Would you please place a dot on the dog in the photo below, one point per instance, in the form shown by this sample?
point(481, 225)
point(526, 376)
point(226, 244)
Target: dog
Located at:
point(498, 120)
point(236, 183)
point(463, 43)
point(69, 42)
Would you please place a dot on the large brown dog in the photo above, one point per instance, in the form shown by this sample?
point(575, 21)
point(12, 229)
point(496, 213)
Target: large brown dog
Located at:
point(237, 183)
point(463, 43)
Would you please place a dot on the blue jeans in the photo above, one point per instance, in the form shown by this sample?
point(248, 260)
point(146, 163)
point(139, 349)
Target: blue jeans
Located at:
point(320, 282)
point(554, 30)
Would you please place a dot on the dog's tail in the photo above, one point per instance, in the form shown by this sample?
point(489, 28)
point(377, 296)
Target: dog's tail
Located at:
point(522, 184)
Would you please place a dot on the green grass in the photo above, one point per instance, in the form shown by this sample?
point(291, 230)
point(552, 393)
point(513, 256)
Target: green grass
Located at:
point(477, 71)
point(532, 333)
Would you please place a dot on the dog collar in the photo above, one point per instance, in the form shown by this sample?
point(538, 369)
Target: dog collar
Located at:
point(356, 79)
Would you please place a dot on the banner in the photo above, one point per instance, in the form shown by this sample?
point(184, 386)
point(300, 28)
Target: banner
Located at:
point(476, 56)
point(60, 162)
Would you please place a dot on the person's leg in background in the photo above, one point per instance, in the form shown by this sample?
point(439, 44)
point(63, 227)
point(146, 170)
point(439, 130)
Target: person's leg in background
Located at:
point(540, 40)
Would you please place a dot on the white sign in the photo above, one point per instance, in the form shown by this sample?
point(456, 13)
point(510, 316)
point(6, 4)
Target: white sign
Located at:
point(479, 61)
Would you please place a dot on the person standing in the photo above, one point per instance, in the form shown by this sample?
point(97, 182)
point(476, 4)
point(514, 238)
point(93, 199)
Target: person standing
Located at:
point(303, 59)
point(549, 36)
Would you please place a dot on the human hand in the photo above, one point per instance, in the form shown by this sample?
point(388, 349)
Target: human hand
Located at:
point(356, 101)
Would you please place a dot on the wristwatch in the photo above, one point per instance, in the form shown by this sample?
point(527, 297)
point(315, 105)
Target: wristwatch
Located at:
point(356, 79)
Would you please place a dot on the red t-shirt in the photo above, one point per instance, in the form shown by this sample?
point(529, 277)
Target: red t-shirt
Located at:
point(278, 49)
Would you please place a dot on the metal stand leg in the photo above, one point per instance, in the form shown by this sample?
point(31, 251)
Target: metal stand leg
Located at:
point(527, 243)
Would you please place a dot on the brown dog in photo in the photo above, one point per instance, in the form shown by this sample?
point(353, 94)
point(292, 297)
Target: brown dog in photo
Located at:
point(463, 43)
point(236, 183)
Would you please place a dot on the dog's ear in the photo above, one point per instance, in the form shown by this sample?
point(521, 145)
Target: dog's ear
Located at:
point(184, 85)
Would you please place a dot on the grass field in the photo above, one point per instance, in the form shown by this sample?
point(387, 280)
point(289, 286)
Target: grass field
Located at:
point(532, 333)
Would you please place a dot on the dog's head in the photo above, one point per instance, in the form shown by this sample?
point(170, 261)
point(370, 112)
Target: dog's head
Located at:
────────────────────────────────────────
Your objective: Would you please transcribe the records above in full and exactly?

Solved exercise:
Would you please place a dot on the dog in the photo below, one point per instance, in the form shown by this sample?
point(481, 225)
point(526, 376)
point(226, 244)
Target: dog
Located at:
point(498, 120)
point(236, 183)
point(463, 43)
point(69, 42)
Would you please place a dot on the large brown dog in the photo above, one point per instance, in the form shown by this sample?
point(575, 21)
point(12, 229)
point(496, 213)
Target: large brown dog
Located at:
point(237, 183)
point(463, 43)
Would you please place a dot on the blue jeans in the photo above, one point per instance, in the form shown by this sample?
point(248, 260)
point(146, 163)
point(139, 349)
Target: blue jeans
Located at:
point(320, 282)
point(554, 30)
Would you please place a dot on the dog's tail in the photo above, one point per instance, in the form shown by this sample?
point(489, 28)
point(377, 296)
Target: dog's tail
Located at:
point(522, 184)
Would you please place a dot on the green grass in the photo above, one point per instance, in the form shown by this sample?
point(291, 230)
point(552, 393)
point(513, 256)
Target: green grass
Located at:
point(477, 71)
point(532, 333)
Would you please place a dot on the dog collar in the photo above, one point per instance, in the form shown by this sample?
point(538, 369)
Target: dog collar
Located at:
point(356, 79)
Would you please place a dot on the banner in the photo above, one point per instance, in the form shown by this sample?
point(184, 386)
point(300, 28)
Target: banner
Located at:
point(476, 56)
point(60, 162)
Would you please place a dot on the person's leg in background in the photo above, one point per instance, in the form shown by this sample?
point(439, 44)
point(63, 227)
point(146, 170)
point(439, 130)
Target: person's leg in background
Located at:
point(540, 40)
Would you please place a dot on the white sign in the photo above, one point per instance, in the form shown by this sample?
point(456, 13)
point(510, 316)
point(6, 4)
Target: white sign
Located at:
point(479, 61)
Would you please place a dot on the person standing in the photo above, one point per instance, in the form shown by this sample?
point(97, 182)
point(476, 4)
point(514, 238)
point(93, 199)
Target: person standing
Located at:
point(303, 59)
point(549, 36)
Would you please place a dot on the human hand in the photo above, one point per instance, in the form shown by this sample?
point(388, 349)
Target: human hand
Located at:
point(356, 101)
Would you please place a dot on the wristwatch in the photo above, one point per instance, in the form shown by this sample?
point(527, 297)
point(315, 105)
Target: wristwatch
Located at:
point(356, 79)
Would you please place a dot on the red t-shirt in the photo above, one point per instance, in the form shown by this sample?
point(529, 277)
Target: red t-shirt
Located at:
point(278, 49)
Would you please place a dot on the metal stand leg in the photo above, one point per instance, in the form shown by this sample?
point(31, 251)
Target: metal stand leg
Located at:
point(527, 243)
Would you please place a dot on the brown dog in photo in the photo above, one point per instance, in the form shown by this sample?
point(353, 94)
point(292, 297)
Target: brown dog in photo
Located at:
point(463, 43)
point(236, 183)
Would you please place a dot on the dog's ear in the photo above, one point per instance, in the form shown by this sample?
point(521, 145)
Target: dog's ear
Located at:
point(184, 85)
Would you please place a dot on the grass field in the photo above, one point per instance, in the form shown by this sample?
point(387, 280)
point(289, 286)
Target: grass field
Located at:
point(532, 333)
Would you please place a dot on the dog's head in the photo above, one point per instance, in the form shown by this sample?
point(170, 261)
point(370, 112)
Target: dog's head
Located at:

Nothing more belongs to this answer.